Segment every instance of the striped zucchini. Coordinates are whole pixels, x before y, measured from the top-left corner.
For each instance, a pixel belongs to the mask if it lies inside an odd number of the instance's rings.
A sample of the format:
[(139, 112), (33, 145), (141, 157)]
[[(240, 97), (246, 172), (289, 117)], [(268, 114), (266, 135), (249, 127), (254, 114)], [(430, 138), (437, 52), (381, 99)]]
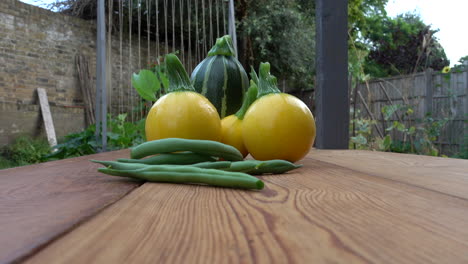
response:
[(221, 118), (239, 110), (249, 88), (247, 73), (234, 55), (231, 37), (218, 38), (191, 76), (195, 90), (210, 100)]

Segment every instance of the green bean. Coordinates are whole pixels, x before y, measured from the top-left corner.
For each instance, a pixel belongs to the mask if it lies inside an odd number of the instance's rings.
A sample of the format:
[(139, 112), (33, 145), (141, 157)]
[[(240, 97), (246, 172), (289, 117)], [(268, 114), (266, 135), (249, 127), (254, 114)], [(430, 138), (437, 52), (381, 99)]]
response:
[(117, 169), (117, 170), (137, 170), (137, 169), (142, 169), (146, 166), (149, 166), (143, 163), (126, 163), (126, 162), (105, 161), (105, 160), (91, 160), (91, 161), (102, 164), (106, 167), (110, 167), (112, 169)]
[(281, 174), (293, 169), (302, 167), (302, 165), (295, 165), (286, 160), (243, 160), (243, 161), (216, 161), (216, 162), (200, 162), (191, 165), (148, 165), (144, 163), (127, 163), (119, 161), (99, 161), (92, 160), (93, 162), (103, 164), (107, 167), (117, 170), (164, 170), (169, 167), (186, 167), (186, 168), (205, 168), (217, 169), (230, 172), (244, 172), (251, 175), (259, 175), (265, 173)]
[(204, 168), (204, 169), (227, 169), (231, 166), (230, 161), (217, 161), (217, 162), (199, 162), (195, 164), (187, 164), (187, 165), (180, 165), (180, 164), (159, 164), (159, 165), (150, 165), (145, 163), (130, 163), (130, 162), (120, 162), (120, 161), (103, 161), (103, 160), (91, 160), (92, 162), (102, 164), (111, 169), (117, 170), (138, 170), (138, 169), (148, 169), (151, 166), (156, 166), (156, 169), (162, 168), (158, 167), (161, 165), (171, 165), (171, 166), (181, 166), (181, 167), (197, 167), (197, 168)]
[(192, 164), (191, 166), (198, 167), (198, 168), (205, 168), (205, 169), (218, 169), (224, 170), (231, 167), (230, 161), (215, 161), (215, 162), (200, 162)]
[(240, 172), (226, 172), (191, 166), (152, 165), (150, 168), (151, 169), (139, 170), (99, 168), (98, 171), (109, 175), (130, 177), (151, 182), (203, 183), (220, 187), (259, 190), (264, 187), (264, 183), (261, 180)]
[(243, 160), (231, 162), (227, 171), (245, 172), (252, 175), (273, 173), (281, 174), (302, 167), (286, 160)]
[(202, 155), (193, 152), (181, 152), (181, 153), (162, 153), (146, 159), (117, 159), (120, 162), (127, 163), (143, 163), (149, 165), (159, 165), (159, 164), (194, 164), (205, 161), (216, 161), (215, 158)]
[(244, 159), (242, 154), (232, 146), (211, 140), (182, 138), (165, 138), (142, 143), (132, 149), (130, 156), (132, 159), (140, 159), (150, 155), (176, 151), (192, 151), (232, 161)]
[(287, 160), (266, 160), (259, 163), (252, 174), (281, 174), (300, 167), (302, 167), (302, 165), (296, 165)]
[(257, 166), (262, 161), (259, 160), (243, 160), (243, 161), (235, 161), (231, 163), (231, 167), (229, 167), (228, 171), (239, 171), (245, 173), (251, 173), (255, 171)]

# # # #

◆ Required work:
Copy every line of the data above in which the string "measured" appears.

◆ Task answer:
Segment every instance of the striped zucchini. Coordinates are whole pixels, x before y, measured from the top-left corner.
Segment every instance of the green bean. Coordinates are whole pixels, x before y, measured from the top-left corner.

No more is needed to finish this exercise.